Your task> The answer is to be all of the data below, reproduced exactly.

Records for this exercise>
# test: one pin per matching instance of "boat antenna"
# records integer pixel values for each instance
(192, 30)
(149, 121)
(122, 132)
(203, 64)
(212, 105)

Solution below>
# test: one pin per matching instance of "boat antenna"
# records integer pixel values for each instance
(192, 30)
(149, 121)
(122, 132)
(203, 64)
(212, 105)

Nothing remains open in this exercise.